→ **TEXTE SOURCE**:
==========

A travers l’Europe, un élan spontané de solidarité vit le jour depuis. Munich aurait été submergée par les dons, la mairie demandant même, le 4 septembre, de ne plus apporter de biens, les dépôts étant saturés. Le lendemain, les migrants furent chaleureusement accueillis à Francfort par la population alors que des milliers de personnes défilaient en France en solidarité avec eux… On est loin de l’indifférence générale sponsorisée par les médias et des politiques xénophobes des États, telle que la barrière que le gouvernement hongrois est en train de construire sur sa frontière avec la Serbie, nouveau rideau de fer qui émeut bien moins qu’un certain mur de Berlin du siècle passé… Un tel changement, s’il perdure dans le temps, est plutôt encourageant ; mais si l’espoir est la dernière chose que l’on perd, l’humanisme est, pour certains, la première à disparaître…

L’extrême droite aux abois

Après que la soupe lui avait été servie toutes ces années, l’extrême droite s’était en effet sentie pousser des ailes. Se sentant de plus en plus chez elle, elle est sortie davantage avec ses obscénités et sa violence. Encouragée par le traitement accordé à la crise humaine en Méditerranée, elle s’est permise d’aller encore plus loin.

Avec l’arrivée des réfugiéEs, les actes violents des fascistes à leur encontre ont explosé en Allemagne. Selon une commission du Bundestag, citée par Le Figaro, entre janvier et août 340 attaques ont été commises contre des foyers de demandeurs d’asile. Selon la même source, le responsable des renseignements intérieurs redoute l’apparition d’un terrorisme d’extrême droite à l’avenir.

==========

→ **DONNÉES RECUEILLIES**:
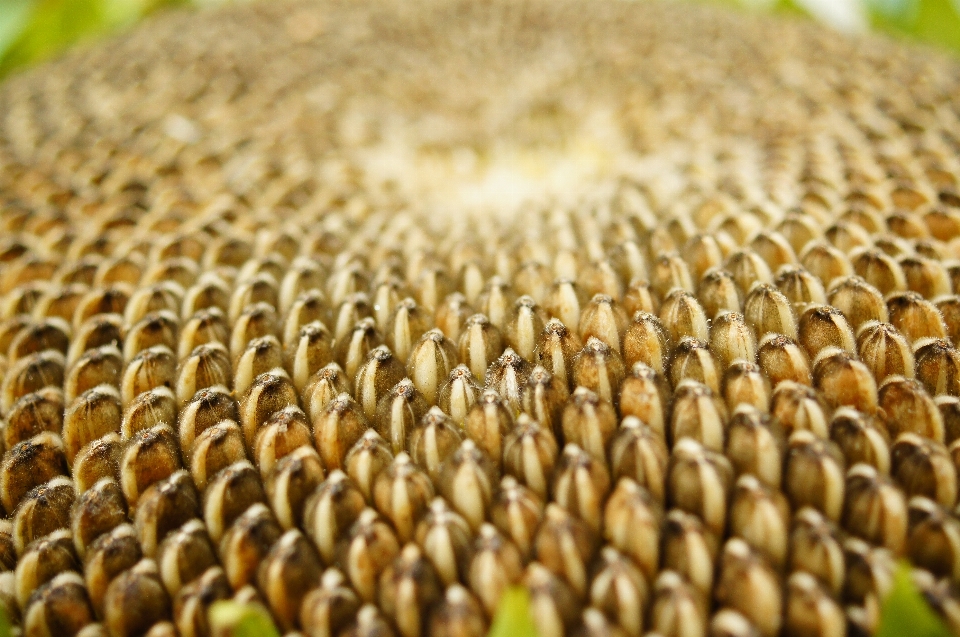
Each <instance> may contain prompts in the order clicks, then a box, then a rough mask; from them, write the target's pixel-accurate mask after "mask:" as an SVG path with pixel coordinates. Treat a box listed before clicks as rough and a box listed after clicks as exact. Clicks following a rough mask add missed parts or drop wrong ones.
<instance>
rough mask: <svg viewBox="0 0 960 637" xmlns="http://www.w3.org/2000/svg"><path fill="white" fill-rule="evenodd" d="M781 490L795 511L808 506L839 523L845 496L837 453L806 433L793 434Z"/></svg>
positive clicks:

==========

→ **LISTE DES CONSIGNES**:
1 - Les affirmations suivantes concordent-elles avec le texte source ? Répondez par oui ou par non à chacune, en citant mot pour mot le passage du texte qui permet de trancher.
(a) Le 4 septembre, la mairie de Munich a demandé qu'on cesse d'apporter des biens.
(b) Le gouvernement hongrois construit une barrière sur sa frontière avec l'Autriche.
(c) En Allemagne, 340 attaques contre des foyers de demandeurs d'asile ont été commises entre janvier et août.
2 - Recopiez sans rien changer le passage du texte source qui s'ouvre sur les mots contenant « Avec l’arrivée des » et se referme sur « droite à l’avenir. ».

→ **RÉPONSES PAR CONSIGNE**:
1 -
(a) Oui : « la mairie demandant même, le 4 septembre, de ne plus apporter de biens »
(b) Non : « la barrière que le gouvernement hongrois est en train de construire sur sa frontière avec la Serbie »
(c) Oui : « entre janvier et août 340 attaques ont été commises contre des foyers de demandeurs d’asile »

2 -
Avec l’arrivée des réfugiéEs, les actes violents des fascistes à leur encontre ont explosé en Allemagne. Selon une commission du Bundestag, citée par Le Figaro, entre janvier et août 340 attaques ont été commises contre des foyers de demandeurs d’asile. Selon la même source, le responsable des renseignements intérieurs redoute l’apparition d’un terrorisme d’extrême droite à l’avenir.